-------- Task inputs
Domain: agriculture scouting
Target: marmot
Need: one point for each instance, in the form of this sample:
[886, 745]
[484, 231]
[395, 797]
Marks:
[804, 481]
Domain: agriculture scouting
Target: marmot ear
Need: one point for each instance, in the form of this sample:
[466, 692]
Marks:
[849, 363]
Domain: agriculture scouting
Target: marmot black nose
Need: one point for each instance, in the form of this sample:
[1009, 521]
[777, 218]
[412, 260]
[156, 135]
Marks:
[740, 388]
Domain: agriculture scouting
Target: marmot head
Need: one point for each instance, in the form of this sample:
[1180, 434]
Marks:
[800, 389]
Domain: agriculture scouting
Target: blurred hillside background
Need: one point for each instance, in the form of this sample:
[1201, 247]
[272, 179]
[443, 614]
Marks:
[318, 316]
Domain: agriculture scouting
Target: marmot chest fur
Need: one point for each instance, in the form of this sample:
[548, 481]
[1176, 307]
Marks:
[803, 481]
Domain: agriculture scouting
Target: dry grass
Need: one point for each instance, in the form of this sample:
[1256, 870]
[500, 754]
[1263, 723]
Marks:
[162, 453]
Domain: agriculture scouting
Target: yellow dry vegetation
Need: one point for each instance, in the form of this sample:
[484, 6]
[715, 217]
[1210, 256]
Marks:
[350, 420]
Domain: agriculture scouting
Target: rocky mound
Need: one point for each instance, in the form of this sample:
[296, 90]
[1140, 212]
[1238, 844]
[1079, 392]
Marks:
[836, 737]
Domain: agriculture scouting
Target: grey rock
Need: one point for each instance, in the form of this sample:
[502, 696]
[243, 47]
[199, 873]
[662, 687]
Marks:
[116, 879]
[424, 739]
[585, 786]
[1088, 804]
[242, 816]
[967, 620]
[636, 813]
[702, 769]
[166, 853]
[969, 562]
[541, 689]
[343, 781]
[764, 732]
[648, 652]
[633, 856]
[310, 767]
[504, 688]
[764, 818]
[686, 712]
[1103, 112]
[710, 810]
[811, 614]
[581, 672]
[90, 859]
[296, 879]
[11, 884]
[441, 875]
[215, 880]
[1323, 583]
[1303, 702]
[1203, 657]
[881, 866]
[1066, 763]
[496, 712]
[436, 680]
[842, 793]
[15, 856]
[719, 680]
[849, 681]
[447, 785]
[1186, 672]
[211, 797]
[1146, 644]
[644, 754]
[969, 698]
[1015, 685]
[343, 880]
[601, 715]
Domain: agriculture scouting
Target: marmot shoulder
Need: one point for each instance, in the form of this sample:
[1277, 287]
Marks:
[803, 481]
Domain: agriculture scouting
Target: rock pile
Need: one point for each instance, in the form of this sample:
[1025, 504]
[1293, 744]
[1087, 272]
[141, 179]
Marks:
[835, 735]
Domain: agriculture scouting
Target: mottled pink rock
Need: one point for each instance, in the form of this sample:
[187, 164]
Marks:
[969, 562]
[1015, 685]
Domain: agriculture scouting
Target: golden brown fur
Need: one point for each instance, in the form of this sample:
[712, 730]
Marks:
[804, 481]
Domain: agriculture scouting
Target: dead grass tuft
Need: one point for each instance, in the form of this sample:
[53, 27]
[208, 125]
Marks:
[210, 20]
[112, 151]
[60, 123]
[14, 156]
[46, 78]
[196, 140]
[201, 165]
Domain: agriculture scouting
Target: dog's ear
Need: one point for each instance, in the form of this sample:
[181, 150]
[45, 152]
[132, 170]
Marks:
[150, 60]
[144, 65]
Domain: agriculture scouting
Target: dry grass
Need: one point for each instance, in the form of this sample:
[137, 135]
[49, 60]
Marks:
----------------
**Exercise prompt**
Give the complete listing a second time, exactly as it reads.

**Written response**
Domain: agriculture scouting
Target: marmot
Need: one point for each instance, in the form of this sample:
[886, 745]
[484, 231]
[395, 797]
Marks:
[804, 481]
Domain: agriculture scouting
Target: marmot ear
Need: one point for each instance, in the form of this sample:
[466, 692]
Marks:
[849, 363]
Domain: agriculture scouting
Target: marmot black nose
Need: one point for each instance, in the form of this sample:
[1009, 521]
[777, 218]
[412, 260]
[156, 135]
Marks:
[740, 388]
Domain: agriculture scouting
Target: marmot head
Need: one point for each instance, in the form of this sample:
[1180, 434]
Marks:
[800, 389]
Domain: agriculture scouting
Target: blurred hillside background
Need: one point for each instance, in the form of this sample:
[1201, 247]
[272, 179]
[443, 614]
Marks:
[318, 316]
Domain: agriculture scouting
Target: marmot chest fur
Need: one point for each instance, in the form of this sample:
[548, 481]
[1176, 307]
Marks:
[803, 481]
Domain: agriculture scouting
Target: dry grass
Need: one point for each instance, in the form of this sample:
[1256, 870]
[500, 754]
[1263, 723]
Marks:
[162, 453]
Domain: agriculture scouting
Target: yellow dry vegetation
Need: one point for each instance, in the form of this sample:
[484, 6]
[715, 217]
[1210, 256]
Marks:
[350, 420]
Domain: agriculture scouting
Target: rocky mound
Need: one point for each instance, in the form of this sample:
[296, 90]
[1140, 212]
[1238, 844]
[1079, 392]
Marks:
[836, 737]
Domain: agriculture scouting
Target: grey rock
Need: one point for each instance, in the form of this sample:
[502, 696]
[243, 47]
[199, 873]
[662, 687]
Marks:
[116, 879]
[424, 739]
[585, 786]
[1088, 804]
[242, 816]
[967, 620]
[636, 813]
[702, 769]
[166, 853]
[969, 562]
[541, 689]
[343, 781]
[764, 732]
[648, 652]
[633, 856]
[310, 767]
[504, 688]
[764, 818]
[686, 712]
[1103, 112]
[710, 810]
[811, 614]
[581, 672]
[90, 859]
[296, 879]
[11, 884]
[441, 875]
[215, 880]
[1323, 583]
[1303, 702]
[1203, 657]
[881, 866]
[1066, 763]
[496, 712]
[436, 680]
[842, 793]
[15, 856]
[719, 680]
[849, 681]
[447, 785]
[1186, 672]
[211, 797]
[1146, 644]
[644, 754]
[969, 698]
[1015, 685]
[343, 880]
[601, 715]
Domain: agriculture scouting
Target: marmot shoulder
Need: one point for each instance, in the form of this sample:
[1277, 287]
Marks:
[803, 481]
Domain: agriculture scouting
Target: rock pile
Need: one point for each instance, in the form of this sample:
[1025, 504]
[1293, 744]
[1087, 272]
[141, 179]
Marks:
[835, 735]
Domain: agriculture scouting
Target: mottled pink rock
Need: one point for each instance, in the form of this sample:
[187, 164]
Marks:
[969, 562]
[1015, 685]
Domain: agriculture scouting
Target: golden brown fur
Need: one point for each instance, in the form of this sample:
[712, 730]
Marks:
[804, 481]
Domain: agriculture scouting
Target: dead grass tuft
Need: one point for each instance, in the form of this sample:
[53, 27]
[208, 125]
Marks:
[210, 20]
[112, 151]
[60, 123]
[14, 156]
[46, 78]
[196, 140]
[201, 165]
Domain: agriculture scouting
Target: dog's ear
Need: one point for each instance, in the form of this sample:
[181, 150]
[45, 152]
[132, 170]
Marks:
[150, 60]
[144, 65]
Domain: agriculture scouting
Target: dry grass
Need: one point for each instance, in the form of this sample:
[137, 135]
[49, 60]
Marks:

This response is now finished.